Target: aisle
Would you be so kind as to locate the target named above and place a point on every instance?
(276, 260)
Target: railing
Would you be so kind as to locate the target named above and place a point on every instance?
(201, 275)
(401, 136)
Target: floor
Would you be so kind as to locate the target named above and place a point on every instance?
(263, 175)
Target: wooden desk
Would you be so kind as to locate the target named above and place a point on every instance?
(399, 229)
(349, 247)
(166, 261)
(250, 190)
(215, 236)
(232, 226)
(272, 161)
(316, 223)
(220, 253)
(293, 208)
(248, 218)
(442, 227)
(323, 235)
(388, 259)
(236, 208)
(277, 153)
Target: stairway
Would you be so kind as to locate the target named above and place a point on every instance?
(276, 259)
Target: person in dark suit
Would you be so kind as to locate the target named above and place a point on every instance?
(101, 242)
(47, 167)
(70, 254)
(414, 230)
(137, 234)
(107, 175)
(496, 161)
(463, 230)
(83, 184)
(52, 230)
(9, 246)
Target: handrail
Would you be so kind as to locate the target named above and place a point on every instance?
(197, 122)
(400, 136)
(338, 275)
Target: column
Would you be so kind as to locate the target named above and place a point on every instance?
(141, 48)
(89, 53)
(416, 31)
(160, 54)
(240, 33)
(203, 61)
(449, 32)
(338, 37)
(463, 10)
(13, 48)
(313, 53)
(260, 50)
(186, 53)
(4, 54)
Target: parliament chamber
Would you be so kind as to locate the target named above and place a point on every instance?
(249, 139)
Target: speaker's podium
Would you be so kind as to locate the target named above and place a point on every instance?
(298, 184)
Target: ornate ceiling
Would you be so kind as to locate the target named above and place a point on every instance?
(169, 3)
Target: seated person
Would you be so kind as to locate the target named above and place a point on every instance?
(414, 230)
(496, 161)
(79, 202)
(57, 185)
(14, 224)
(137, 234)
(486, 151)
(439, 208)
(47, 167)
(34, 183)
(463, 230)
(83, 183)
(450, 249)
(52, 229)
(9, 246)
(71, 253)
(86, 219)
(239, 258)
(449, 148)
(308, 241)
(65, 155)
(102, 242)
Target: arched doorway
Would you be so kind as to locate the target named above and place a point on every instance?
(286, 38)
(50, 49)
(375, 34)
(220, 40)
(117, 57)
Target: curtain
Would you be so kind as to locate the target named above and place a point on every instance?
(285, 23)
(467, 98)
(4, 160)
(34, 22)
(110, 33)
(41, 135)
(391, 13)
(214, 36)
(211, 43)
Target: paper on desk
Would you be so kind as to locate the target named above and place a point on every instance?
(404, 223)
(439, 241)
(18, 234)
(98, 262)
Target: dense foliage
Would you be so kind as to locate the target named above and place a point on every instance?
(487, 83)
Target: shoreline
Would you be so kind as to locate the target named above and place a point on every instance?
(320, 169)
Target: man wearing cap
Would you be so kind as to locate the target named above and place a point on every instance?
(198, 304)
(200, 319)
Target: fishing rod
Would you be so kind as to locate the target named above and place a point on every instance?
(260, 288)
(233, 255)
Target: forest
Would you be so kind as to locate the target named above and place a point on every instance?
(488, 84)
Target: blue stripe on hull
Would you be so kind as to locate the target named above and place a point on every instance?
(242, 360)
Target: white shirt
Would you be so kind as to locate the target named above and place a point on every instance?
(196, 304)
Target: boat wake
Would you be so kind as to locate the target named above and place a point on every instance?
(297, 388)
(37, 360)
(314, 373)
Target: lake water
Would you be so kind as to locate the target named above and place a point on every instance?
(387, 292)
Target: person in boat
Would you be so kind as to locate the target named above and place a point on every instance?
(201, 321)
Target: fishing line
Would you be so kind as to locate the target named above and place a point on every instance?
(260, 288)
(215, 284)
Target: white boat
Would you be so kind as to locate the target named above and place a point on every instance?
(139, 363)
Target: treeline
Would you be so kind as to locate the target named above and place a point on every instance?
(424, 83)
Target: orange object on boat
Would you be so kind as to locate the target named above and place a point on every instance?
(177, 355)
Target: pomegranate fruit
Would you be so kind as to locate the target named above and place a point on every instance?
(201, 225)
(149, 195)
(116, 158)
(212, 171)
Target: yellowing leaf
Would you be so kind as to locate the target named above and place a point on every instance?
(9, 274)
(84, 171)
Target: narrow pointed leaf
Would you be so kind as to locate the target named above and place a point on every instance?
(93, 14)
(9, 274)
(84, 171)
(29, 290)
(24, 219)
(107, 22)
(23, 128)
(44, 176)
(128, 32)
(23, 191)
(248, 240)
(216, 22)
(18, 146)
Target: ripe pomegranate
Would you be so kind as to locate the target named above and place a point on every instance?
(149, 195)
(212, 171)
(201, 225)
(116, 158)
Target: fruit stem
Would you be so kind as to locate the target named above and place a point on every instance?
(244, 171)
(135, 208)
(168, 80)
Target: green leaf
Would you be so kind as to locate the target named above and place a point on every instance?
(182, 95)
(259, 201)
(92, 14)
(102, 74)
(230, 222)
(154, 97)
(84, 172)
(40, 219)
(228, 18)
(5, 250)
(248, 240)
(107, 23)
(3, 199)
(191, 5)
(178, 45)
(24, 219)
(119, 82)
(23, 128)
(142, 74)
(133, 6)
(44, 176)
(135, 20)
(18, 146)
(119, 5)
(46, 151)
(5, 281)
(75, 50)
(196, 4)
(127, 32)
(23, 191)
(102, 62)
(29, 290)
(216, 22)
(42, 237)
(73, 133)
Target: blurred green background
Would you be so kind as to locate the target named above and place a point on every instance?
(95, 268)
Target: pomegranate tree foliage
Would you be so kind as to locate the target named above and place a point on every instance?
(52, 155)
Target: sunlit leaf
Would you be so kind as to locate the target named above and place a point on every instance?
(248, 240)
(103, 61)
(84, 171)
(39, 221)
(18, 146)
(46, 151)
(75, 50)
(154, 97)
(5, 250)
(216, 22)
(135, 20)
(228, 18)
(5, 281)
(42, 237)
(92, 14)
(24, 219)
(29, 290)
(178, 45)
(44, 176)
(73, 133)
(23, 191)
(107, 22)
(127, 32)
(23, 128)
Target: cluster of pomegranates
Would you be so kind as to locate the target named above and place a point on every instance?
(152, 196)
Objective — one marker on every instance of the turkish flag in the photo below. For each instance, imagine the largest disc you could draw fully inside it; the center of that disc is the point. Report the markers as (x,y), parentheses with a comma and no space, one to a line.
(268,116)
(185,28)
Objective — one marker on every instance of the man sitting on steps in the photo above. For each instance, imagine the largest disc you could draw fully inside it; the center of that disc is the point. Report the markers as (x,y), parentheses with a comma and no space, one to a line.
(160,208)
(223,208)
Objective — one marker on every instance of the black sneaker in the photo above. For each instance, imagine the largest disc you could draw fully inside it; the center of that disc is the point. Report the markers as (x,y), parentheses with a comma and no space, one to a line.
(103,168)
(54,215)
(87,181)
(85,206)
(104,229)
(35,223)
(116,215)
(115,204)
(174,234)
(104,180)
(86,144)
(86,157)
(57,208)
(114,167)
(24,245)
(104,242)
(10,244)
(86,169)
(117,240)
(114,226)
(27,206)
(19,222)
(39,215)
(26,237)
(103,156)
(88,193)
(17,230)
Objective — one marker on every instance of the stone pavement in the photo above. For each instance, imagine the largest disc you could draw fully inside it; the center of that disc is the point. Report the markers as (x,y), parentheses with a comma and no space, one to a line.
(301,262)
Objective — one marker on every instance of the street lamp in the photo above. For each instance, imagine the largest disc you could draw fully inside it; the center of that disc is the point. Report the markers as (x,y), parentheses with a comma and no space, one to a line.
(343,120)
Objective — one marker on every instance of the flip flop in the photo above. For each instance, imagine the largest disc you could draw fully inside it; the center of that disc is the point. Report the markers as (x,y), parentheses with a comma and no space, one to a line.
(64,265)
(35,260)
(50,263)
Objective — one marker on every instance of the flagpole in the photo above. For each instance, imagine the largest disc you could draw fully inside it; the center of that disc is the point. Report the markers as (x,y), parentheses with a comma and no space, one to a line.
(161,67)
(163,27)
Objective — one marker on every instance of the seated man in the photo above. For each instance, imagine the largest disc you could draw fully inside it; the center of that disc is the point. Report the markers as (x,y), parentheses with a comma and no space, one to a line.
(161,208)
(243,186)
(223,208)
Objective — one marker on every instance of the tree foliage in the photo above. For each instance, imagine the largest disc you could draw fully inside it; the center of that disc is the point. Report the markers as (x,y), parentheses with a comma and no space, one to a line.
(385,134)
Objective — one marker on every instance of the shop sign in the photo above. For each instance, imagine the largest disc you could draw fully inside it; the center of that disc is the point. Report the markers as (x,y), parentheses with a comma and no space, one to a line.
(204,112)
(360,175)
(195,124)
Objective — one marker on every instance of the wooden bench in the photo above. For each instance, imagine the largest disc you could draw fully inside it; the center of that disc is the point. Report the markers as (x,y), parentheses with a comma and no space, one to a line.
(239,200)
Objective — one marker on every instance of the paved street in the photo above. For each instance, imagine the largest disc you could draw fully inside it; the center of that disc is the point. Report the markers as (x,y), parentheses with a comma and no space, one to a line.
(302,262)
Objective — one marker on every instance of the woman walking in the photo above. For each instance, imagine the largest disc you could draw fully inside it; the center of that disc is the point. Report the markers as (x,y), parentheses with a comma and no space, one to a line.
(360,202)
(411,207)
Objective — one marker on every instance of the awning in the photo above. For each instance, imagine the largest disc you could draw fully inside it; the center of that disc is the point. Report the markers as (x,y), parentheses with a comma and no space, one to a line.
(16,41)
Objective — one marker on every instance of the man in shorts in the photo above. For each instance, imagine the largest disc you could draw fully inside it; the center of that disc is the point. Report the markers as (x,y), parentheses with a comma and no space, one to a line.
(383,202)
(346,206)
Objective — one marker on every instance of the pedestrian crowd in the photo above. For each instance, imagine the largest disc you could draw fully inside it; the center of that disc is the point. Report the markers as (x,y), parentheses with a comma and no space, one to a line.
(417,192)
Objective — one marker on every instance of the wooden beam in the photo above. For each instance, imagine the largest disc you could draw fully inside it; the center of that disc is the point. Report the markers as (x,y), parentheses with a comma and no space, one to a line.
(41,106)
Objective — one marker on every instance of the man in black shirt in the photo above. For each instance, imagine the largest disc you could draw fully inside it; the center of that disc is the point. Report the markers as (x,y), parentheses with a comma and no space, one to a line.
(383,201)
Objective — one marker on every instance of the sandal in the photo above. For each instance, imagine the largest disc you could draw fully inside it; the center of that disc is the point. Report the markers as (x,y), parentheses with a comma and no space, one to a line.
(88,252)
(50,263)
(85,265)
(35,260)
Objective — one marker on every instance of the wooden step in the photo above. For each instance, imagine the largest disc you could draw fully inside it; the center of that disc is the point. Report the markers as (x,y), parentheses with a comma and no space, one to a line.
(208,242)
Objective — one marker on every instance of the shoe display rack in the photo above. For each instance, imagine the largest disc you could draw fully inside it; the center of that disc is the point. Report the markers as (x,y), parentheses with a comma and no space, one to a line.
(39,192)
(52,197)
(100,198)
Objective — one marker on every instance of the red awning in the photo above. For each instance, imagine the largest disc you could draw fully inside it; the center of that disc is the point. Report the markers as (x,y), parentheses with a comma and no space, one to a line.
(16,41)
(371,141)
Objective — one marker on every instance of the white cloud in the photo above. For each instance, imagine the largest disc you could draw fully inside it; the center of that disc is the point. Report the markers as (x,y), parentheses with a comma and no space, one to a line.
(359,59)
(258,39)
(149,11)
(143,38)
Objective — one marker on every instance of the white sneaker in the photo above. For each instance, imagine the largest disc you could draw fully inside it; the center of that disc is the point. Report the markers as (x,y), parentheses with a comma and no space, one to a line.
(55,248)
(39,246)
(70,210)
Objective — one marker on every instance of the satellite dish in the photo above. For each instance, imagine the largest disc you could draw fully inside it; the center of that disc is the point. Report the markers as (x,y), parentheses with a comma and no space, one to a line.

________________________________________

--- Work order ---
Reproduce only what lies between the start of the listing above and the end of the line containing "Target: column", keeping every line exact.

--- Result of this task ---
Target: aisle
Would you be so kind as to locate the target named above and place a point on every instance?
(276, 260)
Target: railing
Would you be so kind as to locate the target named above and place a point on every instance?
(201, 275)
(401, 136)
Target: floor
Would you be so kind as to locate the target named above and place a point on every instance?
(263, 175)
Target: wooden desk
Would you be so kind as to locate the target named above and place a point on every instance?
(399, 229)
(349, 247)
(166, 261)
(250, 190)
(215, 236)
(232, 226)
(272, 161)
(316, 223)
(220, 253)
(293, 208)
(248, 218)
(442, 227)
(323, 235)
(388, 259)
(236, 208)
(277, 153)
Target: stairway
Would you be so kind as to locate the target named above and place a point on every instance?
(276, 259)
Target: person in dark suit
Would you be so kind as to locate the target named above and place a point on every instance?
(101, 242)
(47, 167)
(70, 254)
(414, 230)
(137, 234)
(107, 175)
(496, 161)
(463, 230)
(83, 184)
(52, 230)
(9, 246)
Target: handrail
Would you be so kind as to locate the target named above and place a point on every instance?
(197, 122)
(400, 136)
(338, 275)
Target: column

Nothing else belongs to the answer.